━━ EXCERPT PROVIDED ━━
Some doctors have expressed surprise that the aggressive form of cancer, which has spread to his bones, had not been detected earlier.
Others pointed out that cancers can grow fast without the patient displaying symptoms – and that men over 70 are not routinely screened.
President Donald Trump told reporters on Monday his predecessor should have been more transparent with the public, seeming to suggest – without offering evidence – that the cancer diagnosis had been covered up.
“I think it is very sad actually. I am surprised that the public wasn’t notified a long time ago,” Trump said at an event at the White House.
“It could take years to get to this level of danger. So, look, it’s a very, very sad situation. I feel very badly about it, and I think people should try and find out what happened.”
Biden has yet to respond to Trump’s comments, which came amid reports that the Democrat’s aides sought to conceal other deteriorating health conditions from the public ahead of the 2024 election.
Republicans claim that Biden, who ran for re-election as the oldest president in history at 81, was mentally and physically unfit for office. He dropped out of the race last summer after a disastrous debate performance against Trump.
According to Original Sin, a new book by journalists Jake Tapper and Alex Thompson, Biden was unable to recognise Hollywood actor and Democratic donor George Clooney or to recall the names of key aides in his final year in office.
The authors write: “Biden’s physical deterioration – most apparent in his halting walk – had become so severe that there were internal discussions about putting the president in a wheelchair, but they couldn’t do so until after the election.”
The publicity generated by the book has forced senior Democrats to field questions on why they did not do more to respond to Americans’ concerns about Biden’s health as he campaigned for re-election.
“It was a mistake for Democrats to not listen to the voters earlier,” Senator Chris Murphy said on Sunday.
Watch: BBC speaks to former White House physician about Biden’s cancer treatment options
After the news of Biden’s diagnosis, Vice-President JD Vance wished him well but then asked whether Biden’s doctors or staff members sought to keep the public from knowing about the true state of his health.
“This is not child’s play, and we can pray for good health, but also recognise that if you’re not in good enough health to do the job, you shouldn’t be doing the job,” he added.
Dr Ezekiel Emanuel, an oncologist who worked as a Covid adviser to the Biden White House, was among those claiming that Biden probably had been ill with cancer for some time, without necessarily knowing it.
━━━
ASSIGNMENT
Answer these from the excerpt on Biden's cancer diagnosis:
(a) Which men does the excerpt say are not routinely screened?
(b) Who are the authors of the book Original Sin?
(c) Which senator said it was a mistake for Democrats not to listen to voters earlier?
━━ DATA SHOWN ━━
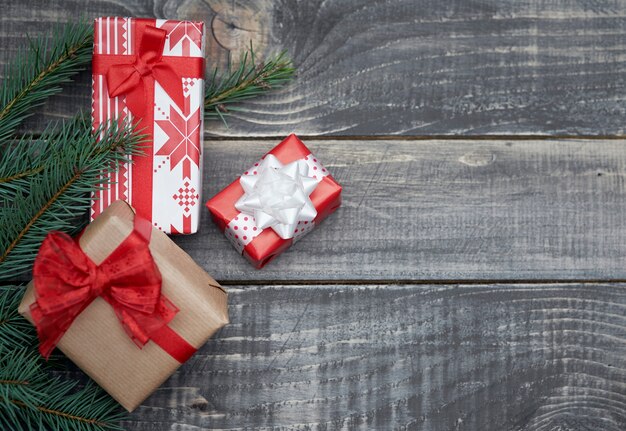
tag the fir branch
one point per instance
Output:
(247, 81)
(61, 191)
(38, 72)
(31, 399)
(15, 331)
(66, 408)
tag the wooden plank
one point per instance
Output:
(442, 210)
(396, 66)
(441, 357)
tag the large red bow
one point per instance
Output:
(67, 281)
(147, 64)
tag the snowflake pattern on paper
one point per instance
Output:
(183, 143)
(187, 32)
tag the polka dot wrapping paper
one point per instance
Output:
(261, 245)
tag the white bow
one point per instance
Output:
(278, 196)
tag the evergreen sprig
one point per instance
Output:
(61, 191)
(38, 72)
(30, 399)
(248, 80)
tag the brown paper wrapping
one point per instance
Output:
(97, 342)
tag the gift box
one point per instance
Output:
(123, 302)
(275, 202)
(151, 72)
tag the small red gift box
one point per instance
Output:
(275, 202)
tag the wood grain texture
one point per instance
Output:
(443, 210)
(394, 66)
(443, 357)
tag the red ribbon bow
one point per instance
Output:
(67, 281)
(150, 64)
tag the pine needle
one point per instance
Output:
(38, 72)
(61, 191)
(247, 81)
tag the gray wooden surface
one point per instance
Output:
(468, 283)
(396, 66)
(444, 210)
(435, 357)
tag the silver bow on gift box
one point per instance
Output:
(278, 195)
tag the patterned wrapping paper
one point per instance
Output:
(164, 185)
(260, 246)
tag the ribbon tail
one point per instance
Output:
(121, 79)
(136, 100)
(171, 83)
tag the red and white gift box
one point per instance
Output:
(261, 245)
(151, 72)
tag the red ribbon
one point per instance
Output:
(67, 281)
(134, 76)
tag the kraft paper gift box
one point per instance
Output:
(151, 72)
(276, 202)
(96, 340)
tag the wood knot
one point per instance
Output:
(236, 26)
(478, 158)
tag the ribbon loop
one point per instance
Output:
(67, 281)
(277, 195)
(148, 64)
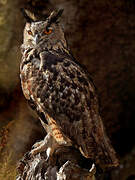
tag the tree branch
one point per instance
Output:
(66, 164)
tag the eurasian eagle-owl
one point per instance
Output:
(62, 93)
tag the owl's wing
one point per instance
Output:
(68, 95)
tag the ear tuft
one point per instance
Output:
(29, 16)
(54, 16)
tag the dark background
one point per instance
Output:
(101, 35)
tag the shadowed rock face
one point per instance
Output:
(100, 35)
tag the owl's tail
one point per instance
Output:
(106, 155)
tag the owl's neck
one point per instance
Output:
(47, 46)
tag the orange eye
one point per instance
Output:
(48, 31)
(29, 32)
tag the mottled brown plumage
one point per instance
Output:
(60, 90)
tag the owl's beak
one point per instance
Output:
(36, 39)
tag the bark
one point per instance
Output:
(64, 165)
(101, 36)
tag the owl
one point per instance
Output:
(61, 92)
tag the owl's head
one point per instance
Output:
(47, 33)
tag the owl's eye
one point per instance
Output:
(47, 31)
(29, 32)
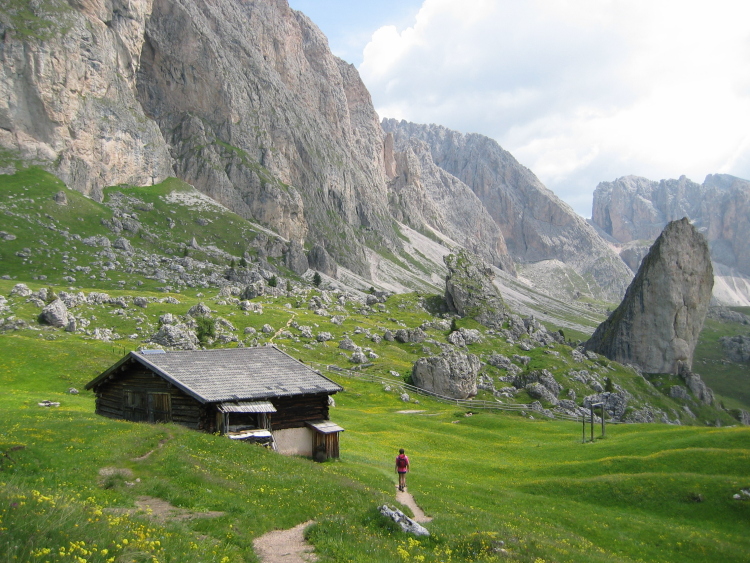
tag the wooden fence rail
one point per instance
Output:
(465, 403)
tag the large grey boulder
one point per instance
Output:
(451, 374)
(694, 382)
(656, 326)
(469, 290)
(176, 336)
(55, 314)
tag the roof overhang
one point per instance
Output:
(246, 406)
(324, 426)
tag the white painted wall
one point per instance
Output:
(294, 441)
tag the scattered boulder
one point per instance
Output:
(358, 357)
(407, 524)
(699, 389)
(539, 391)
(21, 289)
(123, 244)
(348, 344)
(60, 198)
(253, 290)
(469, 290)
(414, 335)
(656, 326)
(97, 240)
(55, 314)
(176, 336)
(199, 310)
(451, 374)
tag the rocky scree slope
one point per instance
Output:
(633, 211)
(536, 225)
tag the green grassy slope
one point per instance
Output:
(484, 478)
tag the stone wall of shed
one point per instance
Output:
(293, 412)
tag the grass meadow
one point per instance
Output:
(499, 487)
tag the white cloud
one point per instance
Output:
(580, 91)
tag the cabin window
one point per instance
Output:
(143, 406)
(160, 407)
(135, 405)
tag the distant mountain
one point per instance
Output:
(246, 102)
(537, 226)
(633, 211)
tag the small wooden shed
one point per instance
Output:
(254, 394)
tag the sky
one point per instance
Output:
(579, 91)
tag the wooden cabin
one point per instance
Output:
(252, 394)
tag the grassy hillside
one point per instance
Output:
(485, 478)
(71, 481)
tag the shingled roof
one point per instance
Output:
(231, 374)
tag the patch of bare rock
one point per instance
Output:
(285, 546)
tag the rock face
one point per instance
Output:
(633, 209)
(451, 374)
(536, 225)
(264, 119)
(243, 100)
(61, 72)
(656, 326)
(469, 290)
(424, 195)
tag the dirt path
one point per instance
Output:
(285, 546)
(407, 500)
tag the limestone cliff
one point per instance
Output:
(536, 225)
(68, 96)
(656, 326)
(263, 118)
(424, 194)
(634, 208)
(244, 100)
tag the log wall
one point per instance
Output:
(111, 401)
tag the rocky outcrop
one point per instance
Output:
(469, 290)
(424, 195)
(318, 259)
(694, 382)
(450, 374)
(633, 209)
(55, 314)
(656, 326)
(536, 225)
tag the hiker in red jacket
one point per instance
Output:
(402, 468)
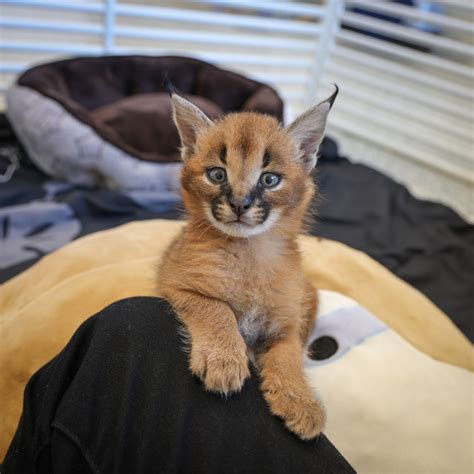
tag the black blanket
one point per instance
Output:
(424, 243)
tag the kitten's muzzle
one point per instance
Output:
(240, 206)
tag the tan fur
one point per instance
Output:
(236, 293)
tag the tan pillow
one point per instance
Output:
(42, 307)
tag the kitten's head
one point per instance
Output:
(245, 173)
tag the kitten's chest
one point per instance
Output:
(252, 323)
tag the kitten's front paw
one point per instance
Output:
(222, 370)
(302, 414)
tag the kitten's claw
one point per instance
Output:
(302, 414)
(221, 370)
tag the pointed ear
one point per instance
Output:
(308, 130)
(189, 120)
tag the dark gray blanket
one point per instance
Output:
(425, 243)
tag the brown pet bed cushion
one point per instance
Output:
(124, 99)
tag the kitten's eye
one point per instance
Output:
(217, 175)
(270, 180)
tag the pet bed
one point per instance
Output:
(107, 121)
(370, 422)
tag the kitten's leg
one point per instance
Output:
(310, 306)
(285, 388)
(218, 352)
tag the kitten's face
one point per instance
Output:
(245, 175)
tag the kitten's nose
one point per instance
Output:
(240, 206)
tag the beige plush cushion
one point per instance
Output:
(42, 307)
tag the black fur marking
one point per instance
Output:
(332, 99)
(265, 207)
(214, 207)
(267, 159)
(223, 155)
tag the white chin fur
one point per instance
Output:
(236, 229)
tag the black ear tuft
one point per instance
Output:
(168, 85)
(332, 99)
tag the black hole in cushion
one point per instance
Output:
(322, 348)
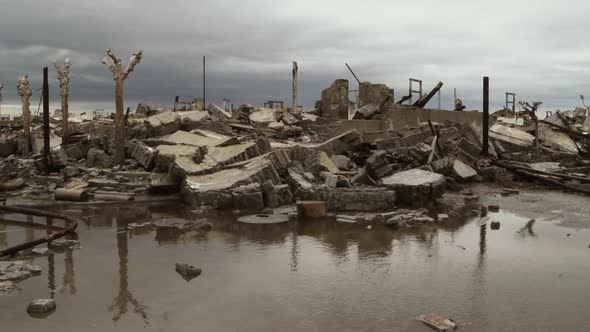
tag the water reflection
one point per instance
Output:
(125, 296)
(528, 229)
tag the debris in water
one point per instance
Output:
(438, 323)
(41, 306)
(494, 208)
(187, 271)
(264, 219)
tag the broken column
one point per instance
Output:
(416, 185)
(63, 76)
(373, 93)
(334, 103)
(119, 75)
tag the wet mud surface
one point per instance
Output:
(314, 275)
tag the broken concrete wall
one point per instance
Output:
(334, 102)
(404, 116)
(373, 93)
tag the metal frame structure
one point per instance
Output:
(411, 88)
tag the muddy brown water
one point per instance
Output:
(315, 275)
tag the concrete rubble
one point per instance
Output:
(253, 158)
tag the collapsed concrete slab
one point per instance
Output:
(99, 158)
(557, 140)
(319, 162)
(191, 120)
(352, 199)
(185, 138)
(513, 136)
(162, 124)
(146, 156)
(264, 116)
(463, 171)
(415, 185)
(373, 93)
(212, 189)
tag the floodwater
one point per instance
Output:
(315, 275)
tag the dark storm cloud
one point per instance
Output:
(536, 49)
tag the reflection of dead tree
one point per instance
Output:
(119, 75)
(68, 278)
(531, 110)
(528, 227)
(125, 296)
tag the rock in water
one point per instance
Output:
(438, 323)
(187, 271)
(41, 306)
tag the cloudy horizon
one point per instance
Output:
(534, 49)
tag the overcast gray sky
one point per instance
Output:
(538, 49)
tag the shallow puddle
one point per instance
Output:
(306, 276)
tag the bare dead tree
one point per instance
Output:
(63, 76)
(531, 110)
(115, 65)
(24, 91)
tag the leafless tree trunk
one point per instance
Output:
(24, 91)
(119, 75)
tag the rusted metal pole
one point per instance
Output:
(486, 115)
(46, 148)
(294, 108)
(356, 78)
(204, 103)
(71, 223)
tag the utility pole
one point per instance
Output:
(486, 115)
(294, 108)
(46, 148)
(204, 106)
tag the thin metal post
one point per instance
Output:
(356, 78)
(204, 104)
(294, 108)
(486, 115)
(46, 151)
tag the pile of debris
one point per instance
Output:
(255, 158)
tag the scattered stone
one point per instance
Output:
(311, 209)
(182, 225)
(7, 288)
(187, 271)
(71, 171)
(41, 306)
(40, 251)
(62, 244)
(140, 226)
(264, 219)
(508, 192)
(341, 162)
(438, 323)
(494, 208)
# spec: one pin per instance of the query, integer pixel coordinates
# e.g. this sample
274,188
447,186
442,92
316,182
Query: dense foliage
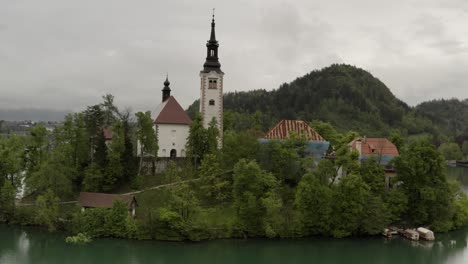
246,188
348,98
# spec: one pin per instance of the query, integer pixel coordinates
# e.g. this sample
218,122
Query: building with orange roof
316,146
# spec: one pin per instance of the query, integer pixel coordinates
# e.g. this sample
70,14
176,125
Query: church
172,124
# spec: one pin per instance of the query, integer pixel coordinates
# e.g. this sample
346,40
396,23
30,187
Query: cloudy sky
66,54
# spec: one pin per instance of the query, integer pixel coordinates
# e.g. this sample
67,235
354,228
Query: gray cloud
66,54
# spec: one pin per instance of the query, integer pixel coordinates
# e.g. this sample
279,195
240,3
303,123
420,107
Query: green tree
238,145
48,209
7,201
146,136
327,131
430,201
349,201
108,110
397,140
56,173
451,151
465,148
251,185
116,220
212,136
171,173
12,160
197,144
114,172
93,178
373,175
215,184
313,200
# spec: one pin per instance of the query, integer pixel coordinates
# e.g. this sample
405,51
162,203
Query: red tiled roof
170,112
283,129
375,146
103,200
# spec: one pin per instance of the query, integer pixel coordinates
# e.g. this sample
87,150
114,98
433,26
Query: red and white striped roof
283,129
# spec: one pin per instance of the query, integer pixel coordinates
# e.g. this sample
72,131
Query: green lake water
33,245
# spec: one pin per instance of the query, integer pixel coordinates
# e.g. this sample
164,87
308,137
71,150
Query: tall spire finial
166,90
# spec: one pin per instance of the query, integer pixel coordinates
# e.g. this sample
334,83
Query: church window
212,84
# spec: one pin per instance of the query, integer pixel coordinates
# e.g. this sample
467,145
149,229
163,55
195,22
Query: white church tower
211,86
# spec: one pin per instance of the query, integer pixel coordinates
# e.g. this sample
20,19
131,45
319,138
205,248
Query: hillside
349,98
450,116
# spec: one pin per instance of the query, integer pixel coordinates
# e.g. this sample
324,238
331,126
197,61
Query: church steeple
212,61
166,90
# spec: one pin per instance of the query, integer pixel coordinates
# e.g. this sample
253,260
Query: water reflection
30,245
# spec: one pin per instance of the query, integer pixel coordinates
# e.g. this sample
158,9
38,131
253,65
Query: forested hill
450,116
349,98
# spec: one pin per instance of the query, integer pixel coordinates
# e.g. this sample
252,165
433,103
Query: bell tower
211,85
━━━
WRITTEN SOLUTION
(a) Men over 70.
(b) Jake Tapper and Alex Thompson.
(c) Senator Chris Murphy.